━━━━━ DATA

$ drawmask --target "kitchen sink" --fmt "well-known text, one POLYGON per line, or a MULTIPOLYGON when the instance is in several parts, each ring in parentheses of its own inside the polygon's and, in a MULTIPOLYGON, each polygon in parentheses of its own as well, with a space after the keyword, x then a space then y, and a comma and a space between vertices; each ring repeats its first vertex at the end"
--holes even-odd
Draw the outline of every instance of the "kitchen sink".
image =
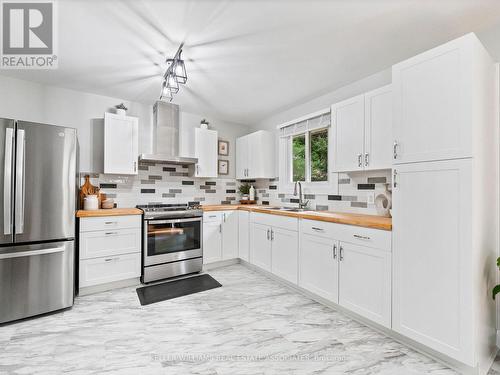
POLYGON ((294 207, 266 207, 266 210, 288 211, 288 212, 310 211, 310 210, 305 209, 305 208, 294 208, 294 207))

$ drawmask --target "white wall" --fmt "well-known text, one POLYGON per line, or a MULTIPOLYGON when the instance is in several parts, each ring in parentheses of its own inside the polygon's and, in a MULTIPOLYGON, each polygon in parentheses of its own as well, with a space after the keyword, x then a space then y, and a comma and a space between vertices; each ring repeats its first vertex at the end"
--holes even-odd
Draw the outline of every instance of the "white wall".
POLYGON ((294 120, 298 117, 307 115, 308 113, 319 111, 323 108, 328 108, 336 102, 362 94, 365 91, 382 87, 389 83, 391 83, 391 69, 383 70, 379 73, 343 86, 335 91, 331 91, 325 95, 321 95, 304 103, 291 106, 286 110, 279 111, 272 116, 259 121, 255 124, 255 127, 257 129, 276 130, 276 126, 287 121, 294 120))
MULTIPOLYGON (((151 104, 68 90, 0 75, 0 117, 76 128, 80 145, 80 171, 102 172, 104 112, 125 103, 130 116, 139 118, 139 152, 152 151, 151 104)), ((202 116, 181 114, 186 126, 199 125, 202 116)), ((230 170, 234 176, 234 139, 251 129, 207 118, 230 141, 230 170)), ((189 139, 185 139, 189 142, 189 139)))

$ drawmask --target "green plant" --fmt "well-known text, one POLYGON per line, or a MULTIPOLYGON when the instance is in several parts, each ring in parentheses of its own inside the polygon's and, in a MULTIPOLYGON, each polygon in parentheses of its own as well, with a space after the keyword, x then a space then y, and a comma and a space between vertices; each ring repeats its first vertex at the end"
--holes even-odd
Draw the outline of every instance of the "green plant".
POLYGON ((241 195, 245 194, 250 194, 250 184, 241 184, 240 187, 238 188, 238 191, 240 192, 241 195))
MULTIPOLYGON (((497 258, 497 267, 500 268, 500 258, 497 258)), ((493 299, 495 299, 498 293, 500 293, 500 285, 495 285, 495 287, 492 290, 493 299)))

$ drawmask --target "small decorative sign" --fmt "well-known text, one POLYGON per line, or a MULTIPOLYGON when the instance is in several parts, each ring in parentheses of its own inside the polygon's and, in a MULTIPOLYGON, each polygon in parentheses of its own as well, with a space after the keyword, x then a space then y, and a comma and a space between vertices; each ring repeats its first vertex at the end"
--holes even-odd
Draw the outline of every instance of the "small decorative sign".
POLYGON ((219 160, 217 171, 219 174, 229 174, 229 160, 219 160))

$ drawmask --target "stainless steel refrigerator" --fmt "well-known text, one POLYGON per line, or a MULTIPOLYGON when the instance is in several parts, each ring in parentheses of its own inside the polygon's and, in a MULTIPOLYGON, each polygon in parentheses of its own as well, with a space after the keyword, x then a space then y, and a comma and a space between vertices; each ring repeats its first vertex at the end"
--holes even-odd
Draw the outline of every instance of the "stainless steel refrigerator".
POLYGON ((0 119, 0 323, 73 305, 76 130, 0 119))

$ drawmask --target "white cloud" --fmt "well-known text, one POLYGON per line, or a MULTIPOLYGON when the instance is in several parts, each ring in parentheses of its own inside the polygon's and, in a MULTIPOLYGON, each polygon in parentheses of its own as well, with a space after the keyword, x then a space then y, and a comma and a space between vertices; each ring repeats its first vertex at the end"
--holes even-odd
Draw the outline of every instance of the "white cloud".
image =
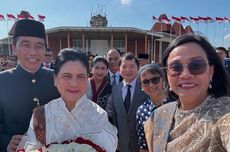
POLYGON ((122 5, 131 5, 132 0, 121 0, 122 5))
POLYGON ((230 34, 226 34, 226 35, 224 36, 224 39, 225 39, 225 40, 229 40, 229 39, 230 39, 230 34))

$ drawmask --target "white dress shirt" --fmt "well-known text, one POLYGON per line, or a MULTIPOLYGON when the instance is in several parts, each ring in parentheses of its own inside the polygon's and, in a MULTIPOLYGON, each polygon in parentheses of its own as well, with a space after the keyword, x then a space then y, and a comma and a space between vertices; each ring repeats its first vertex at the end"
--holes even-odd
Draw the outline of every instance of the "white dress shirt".
POLYGON ((131 91, 131 102, 133 100, 133 94, 134 94, 134 90, 135 90, 135 86, 136 86, 136 82, 137 82, 137 78, 135 78, 131 83, 126 83, 125 80, 122 81, 122 98, 123 98, 123 102, 125 101, 125 96, 127 94, 127 84, 130 84, 132 87, 130 88, 131 91))

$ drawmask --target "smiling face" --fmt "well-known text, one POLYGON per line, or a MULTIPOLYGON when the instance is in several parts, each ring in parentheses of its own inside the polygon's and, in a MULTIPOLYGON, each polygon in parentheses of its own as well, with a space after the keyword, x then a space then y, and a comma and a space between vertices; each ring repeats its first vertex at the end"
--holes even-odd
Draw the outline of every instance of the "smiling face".
POLYGON ((179 75, 170 76, 167 73, 169 86, 180 99, 183 109, 192 109, 200 105, 208 95, 208 86, 212 80, 214 67, 207 63, 204 73, 195 75, 188 70, 188 64, 194 59, 208 62, 203 48, 197 43, 185 43, 172 50, 167 59, 167 68, 175 63, 183 65, 179 75))
POLYGON ((118 51, 112 49, 106 54, 106 60, 109 63, 109 70, 112 73, 116 73, 119 70, 119 59, 120 59, 120 54, 118 51))
MULTIPOLYGON (((163 81, 162 78, 160 78, 160 75, 157 73, 150 73, 149 71, 144 71, 143 73, 141 73, 140 75, 140 80, 141 80, 141 87, 144 90, 144 92, 150 96, 151 99, 153 99, 153 102, 155 101, 154 98, 158 97, 163 91, 163 81), (159 79, 157 79, 159 78, 159 79), (149 85, 145 86, 143 84, 143 82, 145 80, 151 80, 151 79, 155 79, 155 80, 159 80, 156 81, 158 82, 157 84, 152 83, 151 81, 149 81, 149 85)), ((155 83, 156 83, 155 82, 155 83)))
POLYGON ((126 83, 131 83, 136 78, 138 69, 135 59, 122 59, 120 74, 125 79, 126 83))
POLYGON ((93 77, 96 80, 103 80, 108 73, 108 69, 103 62, 97 62, 92 68, 93 77))
POLYGON ((60 67, 54 82, 67 107, 74 106, 86 93, 87 70, 80 61, 67 61, 60 67))
POLYGON ((31 73, 41 66, 45 55, 45 40, 37 37, 20 36, 12 46, 23 68, 31 73))
POLYGON ((53 53, 51 51, 46 51, 44 62, 50 63, 50 62, 52 62, 52 60, 53 60, 53 53))

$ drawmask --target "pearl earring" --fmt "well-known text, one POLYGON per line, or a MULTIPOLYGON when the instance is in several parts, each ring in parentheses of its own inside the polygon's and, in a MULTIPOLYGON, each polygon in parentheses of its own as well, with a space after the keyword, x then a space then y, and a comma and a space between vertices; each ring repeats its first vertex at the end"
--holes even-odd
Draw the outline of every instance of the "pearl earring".
POLYGON ((212 81, 209 82, 208 88, 212 89, 212 81))

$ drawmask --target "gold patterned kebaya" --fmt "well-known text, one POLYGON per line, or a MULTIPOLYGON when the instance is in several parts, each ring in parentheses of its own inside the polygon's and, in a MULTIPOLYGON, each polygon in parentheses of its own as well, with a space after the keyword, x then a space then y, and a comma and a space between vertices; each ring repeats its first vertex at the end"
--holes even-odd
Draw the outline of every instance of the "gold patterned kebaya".
POLYGON ((178 106, 179 102, 163 105, 146 122, 151 152, 230 151, 230 97, 208 96, 192 110, 178 106))

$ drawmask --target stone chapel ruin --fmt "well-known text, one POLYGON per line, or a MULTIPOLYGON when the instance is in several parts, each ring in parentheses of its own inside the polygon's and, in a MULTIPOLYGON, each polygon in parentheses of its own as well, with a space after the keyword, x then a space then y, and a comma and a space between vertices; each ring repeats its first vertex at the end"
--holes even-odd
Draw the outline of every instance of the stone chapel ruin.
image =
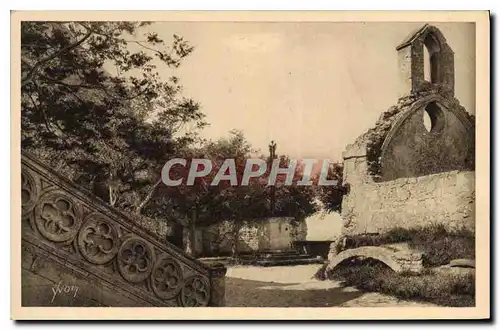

━━━━━━━━━━

WHAT IS NEEDED: Where a line above contains the word "sink", show that line.

TASK RESPONSE:
$ drawmask --target "kitchen sink" --fmt "well-known text, one POLYGON per line, or a MULTIPOLYGON when the instance is in several parts, each ring in parentheses of its own inside the polygon's and, in a MULTIPOLYGON, each polygon in parentheses of its own as well, with a space after the keyword, x then a space then y, and a comma and a space between vertices; each ring repeats its first vertex at the end"
Draw the outline of every instance of the "kitchen sink".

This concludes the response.